TASK PROMPT >>
Could you output each line of the data that follows exactly?

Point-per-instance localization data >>

....

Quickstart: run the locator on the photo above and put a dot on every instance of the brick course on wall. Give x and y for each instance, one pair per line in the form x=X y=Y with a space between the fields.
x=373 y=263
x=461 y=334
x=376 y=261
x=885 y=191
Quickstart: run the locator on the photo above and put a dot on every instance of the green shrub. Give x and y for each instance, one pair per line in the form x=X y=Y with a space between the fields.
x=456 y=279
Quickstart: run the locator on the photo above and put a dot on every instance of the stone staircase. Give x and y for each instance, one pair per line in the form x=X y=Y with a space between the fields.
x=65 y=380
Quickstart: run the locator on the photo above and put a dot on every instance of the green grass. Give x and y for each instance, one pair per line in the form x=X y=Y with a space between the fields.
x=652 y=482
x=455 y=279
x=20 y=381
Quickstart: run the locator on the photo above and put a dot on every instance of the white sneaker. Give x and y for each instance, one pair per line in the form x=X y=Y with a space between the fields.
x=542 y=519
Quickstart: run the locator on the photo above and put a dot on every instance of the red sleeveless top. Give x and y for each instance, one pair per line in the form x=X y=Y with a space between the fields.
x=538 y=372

....

REPLY >>
Quickstart: run the locator on the photo above and put a dot on every instance of the brick course on wall. Give x and y for each instance, one pair per line in the form x=X y=Y with a space between the fields.
x=373 y=263
x=461 y=334
x=376 y=261
x=885 y=191
Quickstart: run the locator on the photo above and put a dot on every instance of the green shrub. Give x and y for each instance, one pair per line in the form x=X y=Y with a space between the fields.
x=456 y=279
Quickstart: run the locator on the photo above and put a dot on every instance of the stone staircase. Give x and y for each instance, one pair per line in the form x=X y=Y with a space between the fields.
x=65 y=380
Quickstart: run the locator on the photo above and put a dot on every instance of the green grass. Give x and y for each instance, one pair per line in the form x=X y=Y with a space between the fields.
x=652 y=482
x=455 y=279
x=20 y=381
Quickstart: run the locator on the photo above and put a dot on every instance of the white sneaker. Give x and y for each instance, one pair per line in the form x=X y=Y with a space between the fields.
x=542 y=519
Quickstart: run the locator on the photo above and put a dot on every instance of the red sleeveless top. Give x and y for each instance, one pair per line in the form x=X y=Y with a space between the fields.
x=538 y=372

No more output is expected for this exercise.